START RECORDS FOR THIS EXERCISE
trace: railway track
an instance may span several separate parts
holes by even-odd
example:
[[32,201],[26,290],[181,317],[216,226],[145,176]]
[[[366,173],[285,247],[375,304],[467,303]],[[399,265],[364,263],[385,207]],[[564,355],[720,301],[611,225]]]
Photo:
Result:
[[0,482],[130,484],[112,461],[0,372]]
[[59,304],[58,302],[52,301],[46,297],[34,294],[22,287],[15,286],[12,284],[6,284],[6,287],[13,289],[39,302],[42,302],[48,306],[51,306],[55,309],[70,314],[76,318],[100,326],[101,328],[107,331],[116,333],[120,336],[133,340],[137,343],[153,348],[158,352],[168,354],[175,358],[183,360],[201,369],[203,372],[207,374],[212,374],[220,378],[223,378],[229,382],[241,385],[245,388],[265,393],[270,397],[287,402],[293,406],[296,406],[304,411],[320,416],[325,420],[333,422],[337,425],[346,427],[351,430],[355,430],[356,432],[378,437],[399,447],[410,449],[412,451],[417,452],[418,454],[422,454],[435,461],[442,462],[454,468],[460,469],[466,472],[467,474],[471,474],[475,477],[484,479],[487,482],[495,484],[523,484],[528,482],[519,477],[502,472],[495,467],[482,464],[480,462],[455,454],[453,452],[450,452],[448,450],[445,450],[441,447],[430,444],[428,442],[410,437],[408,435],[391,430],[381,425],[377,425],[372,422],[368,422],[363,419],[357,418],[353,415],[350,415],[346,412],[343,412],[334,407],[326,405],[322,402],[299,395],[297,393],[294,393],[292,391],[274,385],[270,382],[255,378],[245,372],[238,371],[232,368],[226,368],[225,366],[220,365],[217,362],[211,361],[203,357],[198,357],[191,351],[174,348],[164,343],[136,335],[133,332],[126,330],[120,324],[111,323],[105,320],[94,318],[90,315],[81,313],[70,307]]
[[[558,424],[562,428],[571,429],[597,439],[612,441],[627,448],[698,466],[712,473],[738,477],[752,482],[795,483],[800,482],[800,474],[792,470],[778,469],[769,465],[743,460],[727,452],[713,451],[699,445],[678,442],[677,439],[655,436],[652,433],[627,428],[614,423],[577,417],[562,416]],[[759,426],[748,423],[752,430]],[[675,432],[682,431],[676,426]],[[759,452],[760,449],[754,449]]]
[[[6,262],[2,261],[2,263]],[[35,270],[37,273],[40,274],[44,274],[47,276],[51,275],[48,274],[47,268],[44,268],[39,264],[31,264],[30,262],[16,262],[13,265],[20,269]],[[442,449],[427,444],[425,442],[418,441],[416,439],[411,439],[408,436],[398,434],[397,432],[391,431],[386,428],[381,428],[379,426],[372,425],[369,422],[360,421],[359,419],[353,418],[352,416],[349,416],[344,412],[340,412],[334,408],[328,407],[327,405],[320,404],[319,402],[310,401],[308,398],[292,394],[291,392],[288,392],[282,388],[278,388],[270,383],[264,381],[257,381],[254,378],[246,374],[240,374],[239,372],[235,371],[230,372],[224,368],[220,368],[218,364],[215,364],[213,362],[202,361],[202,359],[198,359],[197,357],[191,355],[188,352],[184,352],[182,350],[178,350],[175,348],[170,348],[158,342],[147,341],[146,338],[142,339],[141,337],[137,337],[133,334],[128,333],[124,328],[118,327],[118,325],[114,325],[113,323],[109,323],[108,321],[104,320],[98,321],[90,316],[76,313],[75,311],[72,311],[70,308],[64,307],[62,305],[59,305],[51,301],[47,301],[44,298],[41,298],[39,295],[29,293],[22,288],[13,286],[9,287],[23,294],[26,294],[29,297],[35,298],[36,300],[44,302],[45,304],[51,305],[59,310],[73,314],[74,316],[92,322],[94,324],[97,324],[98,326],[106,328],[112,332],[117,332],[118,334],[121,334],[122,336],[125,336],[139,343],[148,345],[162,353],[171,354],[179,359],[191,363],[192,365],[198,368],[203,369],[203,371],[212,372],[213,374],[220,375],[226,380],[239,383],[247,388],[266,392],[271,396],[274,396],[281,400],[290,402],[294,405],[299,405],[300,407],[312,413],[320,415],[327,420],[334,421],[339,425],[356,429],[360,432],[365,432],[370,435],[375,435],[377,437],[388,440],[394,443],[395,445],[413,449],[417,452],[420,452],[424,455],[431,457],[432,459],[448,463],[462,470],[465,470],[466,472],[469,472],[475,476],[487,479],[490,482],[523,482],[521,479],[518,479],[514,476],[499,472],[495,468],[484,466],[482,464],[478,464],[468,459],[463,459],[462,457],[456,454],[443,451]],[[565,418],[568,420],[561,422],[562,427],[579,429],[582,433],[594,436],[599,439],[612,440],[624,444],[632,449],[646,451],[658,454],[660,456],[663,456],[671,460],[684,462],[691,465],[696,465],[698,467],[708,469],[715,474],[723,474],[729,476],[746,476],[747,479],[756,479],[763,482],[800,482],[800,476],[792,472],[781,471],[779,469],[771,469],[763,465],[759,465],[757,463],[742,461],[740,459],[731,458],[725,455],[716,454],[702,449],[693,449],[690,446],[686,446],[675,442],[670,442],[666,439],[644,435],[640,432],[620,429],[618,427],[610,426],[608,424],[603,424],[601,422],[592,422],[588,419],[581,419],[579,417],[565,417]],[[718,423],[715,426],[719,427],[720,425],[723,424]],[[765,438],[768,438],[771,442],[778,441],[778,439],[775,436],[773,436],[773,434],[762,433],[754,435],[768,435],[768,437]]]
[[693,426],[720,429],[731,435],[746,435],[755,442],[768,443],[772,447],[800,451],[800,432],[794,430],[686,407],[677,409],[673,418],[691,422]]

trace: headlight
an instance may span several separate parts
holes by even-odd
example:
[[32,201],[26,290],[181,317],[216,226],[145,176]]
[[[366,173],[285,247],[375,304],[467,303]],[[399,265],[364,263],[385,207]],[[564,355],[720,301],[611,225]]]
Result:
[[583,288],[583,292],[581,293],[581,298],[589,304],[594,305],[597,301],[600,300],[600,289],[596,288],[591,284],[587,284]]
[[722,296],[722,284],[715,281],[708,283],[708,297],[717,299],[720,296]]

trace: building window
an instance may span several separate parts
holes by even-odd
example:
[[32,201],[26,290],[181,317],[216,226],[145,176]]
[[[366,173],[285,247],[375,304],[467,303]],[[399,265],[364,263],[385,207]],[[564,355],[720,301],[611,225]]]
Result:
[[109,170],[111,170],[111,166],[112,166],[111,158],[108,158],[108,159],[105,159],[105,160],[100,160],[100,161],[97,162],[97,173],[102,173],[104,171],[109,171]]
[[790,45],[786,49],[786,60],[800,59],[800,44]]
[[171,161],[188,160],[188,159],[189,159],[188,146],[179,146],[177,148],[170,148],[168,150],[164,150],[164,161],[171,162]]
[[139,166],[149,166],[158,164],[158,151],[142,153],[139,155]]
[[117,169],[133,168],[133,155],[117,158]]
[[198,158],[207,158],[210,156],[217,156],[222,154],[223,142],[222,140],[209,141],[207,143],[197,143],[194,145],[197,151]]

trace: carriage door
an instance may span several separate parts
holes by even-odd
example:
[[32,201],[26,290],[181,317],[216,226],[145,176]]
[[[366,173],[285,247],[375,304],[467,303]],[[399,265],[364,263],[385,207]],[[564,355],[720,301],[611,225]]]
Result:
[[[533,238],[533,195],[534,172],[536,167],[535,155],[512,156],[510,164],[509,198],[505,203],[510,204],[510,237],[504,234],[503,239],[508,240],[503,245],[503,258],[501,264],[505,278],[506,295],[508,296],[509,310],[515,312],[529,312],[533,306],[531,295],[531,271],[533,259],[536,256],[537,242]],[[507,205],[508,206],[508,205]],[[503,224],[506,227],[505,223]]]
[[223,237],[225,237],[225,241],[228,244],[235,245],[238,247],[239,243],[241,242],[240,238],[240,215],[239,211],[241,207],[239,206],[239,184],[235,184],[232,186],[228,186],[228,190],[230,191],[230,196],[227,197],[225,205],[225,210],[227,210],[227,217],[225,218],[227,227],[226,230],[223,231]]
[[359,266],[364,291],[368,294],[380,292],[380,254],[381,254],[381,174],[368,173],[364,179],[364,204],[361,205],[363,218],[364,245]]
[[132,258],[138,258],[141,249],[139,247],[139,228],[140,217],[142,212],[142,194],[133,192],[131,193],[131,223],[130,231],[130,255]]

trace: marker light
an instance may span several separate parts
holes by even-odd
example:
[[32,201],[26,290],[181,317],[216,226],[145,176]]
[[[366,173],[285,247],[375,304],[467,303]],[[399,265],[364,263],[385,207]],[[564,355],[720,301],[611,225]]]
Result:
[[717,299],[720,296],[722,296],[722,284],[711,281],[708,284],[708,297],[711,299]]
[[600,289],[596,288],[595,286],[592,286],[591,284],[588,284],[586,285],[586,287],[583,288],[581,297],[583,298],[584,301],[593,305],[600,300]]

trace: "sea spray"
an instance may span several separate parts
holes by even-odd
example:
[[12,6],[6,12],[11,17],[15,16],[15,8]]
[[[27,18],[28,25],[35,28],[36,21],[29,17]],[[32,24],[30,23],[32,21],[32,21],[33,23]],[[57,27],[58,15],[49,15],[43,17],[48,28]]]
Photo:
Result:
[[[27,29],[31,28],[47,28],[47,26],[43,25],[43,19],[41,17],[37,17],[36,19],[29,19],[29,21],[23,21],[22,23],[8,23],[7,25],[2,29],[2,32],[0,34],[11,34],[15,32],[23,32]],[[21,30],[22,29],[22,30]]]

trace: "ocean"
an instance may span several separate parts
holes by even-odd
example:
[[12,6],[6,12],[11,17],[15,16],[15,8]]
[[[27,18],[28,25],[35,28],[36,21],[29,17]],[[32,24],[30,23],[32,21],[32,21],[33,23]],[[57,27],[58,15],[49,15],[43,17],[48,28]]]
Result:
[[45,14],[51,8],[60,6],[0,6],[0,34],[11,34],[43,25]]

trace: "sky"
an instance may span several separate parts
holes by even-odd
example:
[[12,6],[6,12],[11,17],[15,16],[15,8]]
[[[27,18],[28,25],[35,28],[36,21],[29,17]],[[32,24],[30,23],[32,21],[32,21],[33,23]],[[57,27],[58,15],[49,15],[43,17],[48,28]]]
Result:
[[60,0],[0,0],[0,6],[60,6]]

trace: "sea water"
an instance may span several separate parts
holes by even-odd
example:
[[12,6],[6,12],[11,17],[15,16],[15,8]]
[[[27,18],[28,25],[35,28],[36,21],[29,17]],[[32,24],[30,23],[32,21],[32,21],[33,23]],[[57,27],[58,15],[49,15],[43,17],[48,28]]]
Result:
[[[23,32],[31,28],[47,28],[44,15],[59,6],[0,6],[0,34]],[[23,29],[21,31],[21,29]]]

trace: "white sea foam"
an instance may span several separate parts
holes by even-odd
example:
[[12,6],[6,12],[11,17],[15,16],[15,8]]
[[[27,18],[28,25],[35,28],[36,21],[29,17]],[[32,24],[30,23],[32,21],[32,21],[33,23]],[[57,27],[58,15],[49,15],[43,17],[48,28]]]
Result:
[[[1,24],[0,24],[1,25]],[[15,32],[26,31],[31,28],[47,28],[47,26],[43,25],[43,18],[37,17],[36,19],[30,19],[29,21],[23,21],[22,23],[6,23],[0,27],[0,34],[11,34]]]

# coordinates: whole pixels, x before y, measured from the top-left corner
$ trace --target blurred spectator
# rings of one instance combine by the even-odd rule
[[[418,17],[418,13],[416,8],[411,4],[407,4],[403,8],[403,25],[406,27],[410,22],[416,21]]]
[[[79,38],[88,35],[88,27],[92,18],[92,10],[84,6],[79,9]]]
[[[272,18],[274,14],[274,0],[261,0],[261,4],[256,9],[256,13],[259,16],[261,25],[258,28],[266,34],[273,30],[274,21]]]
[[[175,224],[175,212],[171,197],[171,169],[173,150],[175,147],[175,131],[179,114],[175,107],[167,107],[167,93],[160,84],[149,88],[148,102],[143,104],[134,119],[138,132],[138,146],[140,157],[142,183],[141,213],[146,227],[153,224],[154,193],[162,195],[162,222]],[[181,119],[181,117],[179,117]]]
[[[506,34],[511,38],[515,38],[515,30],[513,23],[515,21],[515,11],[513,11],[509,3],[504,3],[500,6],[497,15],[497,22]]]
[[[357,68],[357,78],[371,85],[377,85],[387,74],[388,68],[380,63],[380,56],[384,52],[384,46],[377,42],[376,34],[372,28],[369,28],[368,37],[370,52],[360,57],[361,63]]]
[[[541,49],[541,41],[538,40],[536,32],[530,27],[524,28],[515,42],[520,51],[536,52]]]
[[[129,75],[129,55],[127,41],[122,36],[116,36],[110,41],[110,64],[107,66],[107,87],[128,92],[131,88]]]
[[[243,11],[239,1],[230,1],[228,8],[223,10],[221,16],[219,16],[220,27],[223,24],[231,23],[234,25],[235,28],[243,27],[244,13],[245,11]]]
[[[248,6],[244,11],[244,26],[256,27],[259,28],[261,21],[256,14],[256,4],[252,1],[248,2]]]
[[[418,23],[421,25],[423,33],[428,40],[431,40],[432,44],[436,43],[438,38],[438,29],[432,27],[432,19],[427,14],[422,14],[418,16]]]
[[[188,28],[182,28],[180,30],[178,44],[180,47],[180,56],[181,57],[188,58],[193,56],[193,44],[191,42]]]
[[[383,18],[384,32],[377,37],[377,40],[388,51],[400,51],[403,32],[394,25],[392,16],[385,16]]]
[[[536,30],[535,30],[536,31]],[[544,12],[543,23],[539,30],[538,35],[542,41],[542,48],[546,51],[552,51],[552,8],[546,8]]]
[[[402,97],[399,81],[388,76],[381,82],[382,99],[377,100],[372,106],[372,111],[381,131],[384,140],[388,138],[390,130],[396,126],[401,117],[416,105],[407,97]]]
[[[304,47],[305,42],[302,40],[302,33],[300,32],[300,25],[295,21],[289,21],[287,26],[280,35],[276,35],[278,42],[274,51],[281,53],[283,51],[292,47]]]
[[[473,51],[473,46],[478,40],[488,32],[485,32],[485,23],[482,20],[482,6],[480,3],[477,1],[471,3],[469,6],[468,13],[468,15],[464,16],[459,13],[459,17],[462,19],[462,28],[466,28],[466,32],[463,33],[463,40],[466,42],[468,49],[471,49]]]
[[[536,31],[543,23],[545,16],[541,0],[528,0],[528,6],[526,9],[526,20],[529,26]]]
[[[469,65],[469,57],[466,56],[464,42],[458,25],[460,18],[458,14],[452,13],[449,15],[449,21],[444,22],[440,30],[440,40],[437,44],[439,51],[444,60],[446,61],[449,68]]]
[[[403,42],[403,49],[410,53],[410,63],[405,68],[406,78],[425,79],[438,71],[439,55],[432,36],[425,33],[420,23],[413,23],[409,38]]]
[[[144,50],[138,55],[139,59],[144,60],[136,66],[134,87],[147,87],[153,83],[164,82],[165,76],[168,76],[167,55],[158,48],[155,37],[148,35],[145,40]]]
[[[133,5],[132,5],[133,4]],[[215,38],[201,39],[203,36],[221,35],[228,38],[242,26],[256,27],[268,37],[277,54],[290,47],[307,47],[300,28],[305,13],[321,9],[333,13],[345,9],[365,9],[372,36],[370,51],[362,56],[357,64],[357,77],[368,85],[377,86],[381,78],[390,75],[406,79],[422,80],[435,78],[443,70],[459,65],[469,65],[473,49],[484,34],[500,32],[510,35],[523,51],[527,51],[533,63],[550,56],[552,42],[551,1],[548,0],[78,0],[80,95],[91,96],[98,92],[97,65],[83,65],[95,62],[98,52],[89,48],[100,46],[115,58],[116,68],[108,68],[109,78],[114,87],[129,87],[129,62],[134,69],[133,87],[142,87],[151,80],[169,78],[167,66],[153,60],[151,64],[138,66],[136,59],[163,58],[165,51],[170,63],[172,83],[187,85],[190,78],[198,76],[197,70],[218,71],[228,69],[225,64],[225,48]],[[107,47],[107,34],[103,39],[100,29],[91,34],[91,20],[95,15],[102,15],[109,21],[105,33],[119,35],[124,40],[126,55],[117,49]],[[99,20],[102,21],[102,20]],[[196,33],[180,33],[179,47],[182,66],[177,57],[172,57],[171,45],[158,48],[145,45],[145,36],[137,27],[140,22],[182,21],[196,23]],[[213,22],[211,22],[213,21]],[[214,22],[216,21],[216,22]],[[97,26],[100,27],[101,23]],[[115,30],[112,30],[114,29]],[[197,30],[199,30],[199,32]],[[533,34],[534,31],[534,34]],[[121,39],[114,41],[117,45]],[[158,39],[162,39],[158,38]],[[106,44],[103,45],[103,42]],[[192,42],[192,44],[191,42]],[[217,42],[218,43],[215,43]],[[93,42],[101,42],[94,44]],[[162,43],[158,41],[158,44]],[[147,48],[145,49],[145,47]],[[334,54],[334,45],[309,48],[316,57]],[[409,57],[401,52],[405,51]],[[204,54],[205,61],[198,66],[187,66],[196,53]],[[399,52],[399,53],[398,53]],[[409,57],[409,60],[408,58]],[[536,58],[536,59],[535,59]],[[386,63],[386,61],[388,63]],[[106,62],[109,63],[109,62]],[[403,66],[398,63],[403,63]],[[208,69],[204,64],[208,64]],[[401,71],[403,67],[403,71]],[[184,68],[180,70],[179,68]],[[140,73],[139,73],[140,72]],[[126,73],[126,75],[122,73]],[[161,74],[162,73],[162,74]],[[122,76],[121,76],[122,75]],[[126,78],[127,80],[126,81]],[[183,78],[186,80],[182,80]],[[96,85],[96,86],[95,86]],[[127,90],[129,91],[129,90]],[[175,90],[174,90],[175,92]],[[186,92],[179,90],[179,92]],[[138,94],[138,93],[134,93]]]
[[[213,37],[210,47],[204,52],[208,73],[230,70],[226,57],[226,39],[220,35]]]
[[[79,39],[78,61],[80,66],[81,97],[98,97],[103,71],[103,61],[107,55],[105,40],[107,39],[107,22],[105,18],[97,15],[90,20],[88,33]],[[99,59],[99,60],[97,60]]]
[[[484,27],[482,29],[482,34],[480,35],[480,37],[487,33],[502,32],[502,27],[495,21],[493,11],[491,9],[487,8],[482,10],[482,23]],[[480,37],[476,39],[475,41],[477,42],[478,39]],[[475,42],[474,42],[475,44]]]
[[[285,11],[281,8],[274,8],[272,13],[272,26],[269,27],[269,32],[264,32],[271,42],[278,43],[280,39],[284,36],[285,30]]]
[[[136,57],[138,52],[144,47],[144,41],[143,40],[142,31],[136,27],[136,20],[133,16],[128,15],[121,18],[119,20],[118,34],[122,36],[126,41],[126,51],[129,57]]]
END RECORDS FOR THIS EXERCISE
- GOAL: Can you copy the material word for word, from its very first line through the line that contains "[[0,482],[130,484],[112,461],[0,372]]", including both of those lines?

- CORRECT RESPONSE:
trace: railway track
an instance may span several separate parts
holes by even-odd
example:
[[32,201],[26,290],[181,317],[216,226],[145,176]]
[[[366,173],[285,247],[375,304],[467,303]],[[399,265],[364,263],[385,207]],[[564,355],[720,301],[611,225]]]
Photo:
Result:
[[0,482],[130,484],[112,461],[0,372]]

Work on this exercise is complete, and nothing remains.